═══ Texto
Conocí a Verónica Volkow cuando ella tomaba clases de danza en el Taller Coreográfico de la UNAM, y eso ya me simpatizó mucho. Luego leí su libro Litoral de tinta, publicado en 1979, y emprendí una de mis primeras entusiastas reseñas.

Siempre me ha llamado la atención cierto contraste entre el aire despreocupado, incluso definitivamente distraído de Verónica, y la concentración intensa de su escritura, la elegancia de su inteligencia y de su estilo moviéndose en un ser siempre sonriente hasta cuando se queja. Con decirles que yo fui el que le avisó, en el estacionamiento de la Facultad, que su libro ya había salido.

Verónica Volkow es una poeta de la familia de los poetas intelectuales, que construyen sus artefactos verbales pero que además reflexiona sobre la naturaleza de la poesía, como Paz, como Labastida, como Josu Landa. Da clases de teoría literaria sin que eso le estorbe para elaborar una poesía dúctil, flexible, espontánea, viva como un cuerpo que danzara. Hay que ver nada más su poema Ehécatl en su libro Oro del viento.

El retrato de Jorge Cuesta es todo un acontecimiento en nuestra literatura; por la sencilla razón de que Verónica tiene el valor de meterse con uno de los poemas más abstrusos de la poesía mexicana: Canto a un dios mineral. Y sale muy bien librada, creando una lectura plena de sugerencias, quizás porque entra con una actitud desenfadada, parecida a la que tuvo Antonio Alatorre con el Primero sueño. Dice Verónica: “El escenario del espejo de agua nos aclara el supuesto misterio de la primera estrofa”, (“Capto la seña de una mano y veo/ que hay una libertad en mi deseo;/ ni dura ni reposa;/ las nubes de su objeto el tiempo altera/ como el agua la espuma prisionera/ de la masa ondulosa”).

Sigue Verónica: “Podemos así pensar en una palma que se agita haciendo señas como si saludara o se despidiera, o que está simplemente mecida en el vaivén del agua, o que va y viene porque está empuñando un pincel. Estarían presentes tres niveles: lo real, el reflejo de lo real en el agua y la plasmación de la escena mediante el pincel o la pluma” (p. 81).

Noten el tono: Verónica propone una lectura, no dice que la suya sea la única posible, abre caminos, no los cierra, explora e invita. Y, ante todo, no sobreinterpreta.

Hay un aura en torno al Canto a un dios mineral que se ha ido formando, aliada con la difusión de la famosa inteligencia de Cuesta. Si Cuesta es tan inteligente su poema debe ser la puesta en escena poética de una teoría y un encadenamiento conceptual esotérico que algún día será revelado. Quién sabe. Yo creo que Cuesta se dejó guiar, como lo hacen los poetas, aunque a veces no lo sepan, muchísimo por el ritmo y por las consonancias, por los ecos y las correspondencias sonoras del formato que elige.
══════
═══ Material proporcionado
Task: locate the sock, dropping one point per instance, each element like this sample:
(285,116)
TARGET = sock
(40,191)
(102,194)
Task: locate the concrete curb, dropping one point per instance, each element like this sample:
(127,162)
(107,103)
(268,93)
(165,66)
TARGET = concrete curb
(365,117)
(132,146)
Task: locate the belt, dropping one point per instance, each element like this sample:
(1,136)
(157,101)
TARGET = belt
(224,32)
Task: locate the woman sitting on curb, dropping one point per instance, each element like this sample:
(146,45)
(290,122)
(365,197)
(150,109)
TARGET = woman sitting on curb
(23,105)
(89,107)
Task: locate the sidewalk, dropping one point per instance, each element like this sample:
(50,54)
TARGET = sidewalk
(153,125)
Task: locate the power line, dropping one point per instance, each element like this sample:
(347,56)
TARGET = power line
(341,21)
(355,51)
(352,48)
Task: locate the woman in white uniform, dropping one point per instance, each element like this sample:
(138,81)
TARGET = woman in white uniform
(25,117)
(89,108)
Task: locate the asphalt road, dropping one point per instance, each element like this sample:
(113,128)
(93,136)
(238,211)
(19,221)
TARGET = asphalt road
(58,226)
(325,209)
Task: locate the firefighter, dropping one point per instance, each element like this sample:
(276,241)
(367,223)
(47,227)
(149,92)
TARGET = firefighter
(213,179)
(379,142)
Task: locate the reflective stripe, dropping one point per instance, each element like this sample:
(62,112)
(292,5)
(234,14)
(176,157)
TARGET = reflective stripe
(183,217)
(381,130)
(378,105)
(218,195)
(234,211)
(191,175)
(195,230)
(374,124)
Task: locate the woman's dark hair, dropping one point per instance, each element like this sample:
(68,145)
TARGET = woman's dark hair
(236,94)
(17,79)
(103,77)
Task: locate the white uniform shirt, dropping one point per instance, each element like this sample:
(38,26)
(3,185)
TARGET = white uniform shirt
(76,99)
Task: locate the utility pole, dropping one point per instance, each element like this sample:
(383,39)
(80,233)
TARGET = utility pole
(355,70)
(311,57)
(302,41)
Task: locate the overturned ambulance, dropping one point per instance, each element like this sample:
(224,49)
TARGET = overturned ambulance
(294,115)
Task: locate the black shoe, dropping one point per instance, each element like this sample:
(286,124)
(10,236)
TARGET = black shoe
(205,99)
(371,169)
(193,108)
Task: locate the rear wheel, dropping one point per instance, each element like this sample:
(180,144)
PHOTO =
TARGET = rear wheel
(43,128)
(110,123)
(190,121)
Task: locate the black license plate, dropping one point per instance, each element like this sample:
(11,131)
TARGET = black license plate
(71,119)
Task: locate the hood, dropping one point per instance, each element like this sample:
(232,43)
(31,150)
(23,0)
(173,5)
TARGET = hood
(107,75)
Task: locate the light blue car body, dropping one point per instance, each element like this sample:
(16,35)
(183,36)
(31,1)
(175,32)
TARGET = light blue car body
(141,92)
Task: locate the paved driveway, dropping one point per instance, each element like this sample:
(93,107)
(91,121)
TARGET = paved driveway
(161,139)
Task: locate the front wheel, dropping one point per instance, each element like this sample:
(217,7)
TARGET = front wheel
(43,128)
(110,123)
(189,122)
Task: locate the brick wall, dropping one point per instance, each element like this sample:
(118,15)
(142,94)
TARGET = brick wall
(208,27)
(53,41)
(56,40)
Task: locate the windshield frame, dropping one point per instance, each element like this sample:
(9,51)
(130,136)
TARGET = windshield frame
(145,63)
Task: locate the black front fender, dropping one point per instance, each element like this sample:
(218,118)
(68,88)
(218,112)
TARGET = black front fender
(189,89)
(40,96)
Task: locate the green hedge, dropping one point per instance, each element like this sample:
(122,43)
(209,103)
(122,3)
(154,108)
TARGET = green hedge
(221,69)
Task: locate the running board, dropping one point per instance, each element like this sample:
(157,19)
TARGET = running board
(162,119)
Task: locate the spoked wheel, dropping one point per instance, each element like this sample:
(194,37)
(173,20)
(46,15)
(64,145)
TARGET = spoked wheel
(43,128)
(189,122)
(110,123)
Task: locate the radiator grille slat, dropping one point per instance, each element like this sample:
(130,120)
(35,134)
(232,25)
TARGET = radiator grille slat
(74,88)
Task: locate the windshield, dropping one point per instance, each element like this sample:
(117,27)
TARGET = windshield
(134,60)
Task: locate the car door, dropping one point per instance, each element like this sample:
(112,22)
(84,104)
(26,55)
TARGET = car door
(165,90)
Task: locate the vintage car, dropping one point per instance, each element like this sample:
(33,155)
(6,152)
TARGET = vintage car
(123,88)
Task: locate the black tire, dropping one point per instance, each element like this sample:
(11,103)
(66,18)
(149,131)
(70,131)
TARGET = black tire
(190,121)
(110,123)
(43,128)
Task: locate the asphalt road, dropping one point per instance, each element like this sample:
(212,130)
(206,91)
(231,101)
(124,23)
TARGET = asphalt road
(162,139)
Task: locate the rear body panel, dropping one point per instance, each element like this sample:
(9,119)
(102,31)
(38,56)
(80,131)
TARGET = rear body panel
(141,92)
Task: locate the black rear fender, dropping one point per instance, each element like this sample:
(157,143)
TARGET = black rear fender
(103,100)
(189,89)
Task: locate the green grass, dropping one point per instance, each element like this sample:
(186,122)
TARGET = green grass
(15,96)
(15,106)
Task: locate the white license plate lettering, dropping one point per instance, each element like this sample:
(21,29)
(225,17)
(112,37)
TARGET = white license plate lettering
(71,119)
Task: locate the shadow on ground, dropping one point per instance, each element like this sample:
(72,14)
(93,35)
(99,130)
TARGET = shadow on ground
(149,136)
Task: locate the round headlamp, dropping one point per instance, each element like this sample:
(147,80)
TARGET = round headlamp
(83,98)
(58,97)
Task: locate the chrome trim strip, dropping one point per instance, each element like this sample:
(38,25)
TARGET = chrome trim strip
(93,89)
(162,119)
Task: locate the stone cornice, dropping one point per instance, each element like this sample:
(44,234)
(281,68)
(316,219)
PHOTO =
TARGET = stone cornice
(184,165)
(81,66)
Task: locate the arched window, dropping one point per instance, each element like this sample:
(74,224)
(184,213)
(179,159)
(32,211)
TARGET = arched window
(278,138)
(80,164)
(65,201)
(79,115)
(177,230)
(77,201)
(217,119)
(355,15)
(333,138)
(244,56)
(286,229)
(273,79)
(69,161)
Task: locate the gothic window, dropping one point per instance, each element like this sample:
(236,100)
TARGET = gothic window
══════
_Tareas del ejercicio_
1: Explica en una a tres oraciones por qué, según el texto sobre Verónica Volkow, el retrato de Jorge Cuesta es todo un acontecimiento en nuestra literatura.
2: Transcribe del texto sobre Verónica Volkow el fragmento que va desde "Verónica Volkow es" hasta "Oro del viento.", ambos incluidos.
3: Escribe la continuación del texto sobre Verónica Volkow a partir de su última oración.
Los ítems son material aparte, sin relación con el texto sobre Verónica Volkow.

_Respuestas en orden_
1: Lo es porque Verónica tiene el valor de meterse con Canto a un dios mineral, uno de los poemas más abstrusos de la poesía mexicana.

2:
Verónica Volkow es una poeta de la familia de los poetas intelectuales, que construyen sus artefactos verbales pero que además reflexiona sobre la naturaleza de la poesía, como Paz, como Labastida, como Josu Landa. Da clases de teoría literaria sin que eso le estorbe para elaborar una poesía dúctil, flexible, espontánea, viva como un cuerpo que danzara. Hay que ver nada más su poema Ehécatl en su libro Oro del viento.

3:
Como bien señaló Schneider: “La poesía de Cuesta escasea en caracteres referenciales” (51). Como bien señala Verónica Volkow: “Una predilección por la acción verbal se impone sobre sustantivos y referencias establecidas” (101). Dicho de otra manera: hay pocas cosas en su poesía. Oigan estas dos estrofas:

“Obscuro perecer no la abandona/ si sigue hacia una fulgurante zona/ la imagen encantada./ Por dentro la ilusión no se rehace;/ por dentro el ser sigue su ruina y yace/ como si fuera nada. // Embriagarse en la magia y en el juego/ de la áurea llama, y consumirse luego,/ en la ficción conmueve/ el alma de la arcilla sin contorno: llora que pierde un venturoso adorno/ y que no se renueve” (97-98).

En todo esto hay una llama, hay un obscuro, y hay una arcilla que podrían “verse” entre comillas, pero incluso la arcilla no es precisamente eso sino “el alma de una arcilla sin contorno”… Así no se puede, palabra.

Pero Verónica Volkow sí pudo. Les voy a contar algunas de sus conclusiones porque no se trata de una novela y decirlas no mata ninguna expectativa de la narración. Lo importante, como ya lo saben todos los que vayan a leer el libro, es el proceso de exposición, la aventura intelectual y expresiva que les espera, llena de sugerencias y estaciones intermedias, y no el final.

La idea del espejo es una idea cara al grupo de Contemporáneos: está en Muerte sin fin (“ahíto, me descubro en la imagen atónita del agua”), en los poemas de Villaurrutia, en el Estudio en cristal de González Rojo. Por ahí, por esos tiempos y por estos, anda en circulación la idea de que la poesía es el narciso de los géneros literarios porque en un poema lo primero que se ve es el lenguaje, el azogue de cómo está hecho, el entrelazamiento estrechísimo entre sentido y sonido.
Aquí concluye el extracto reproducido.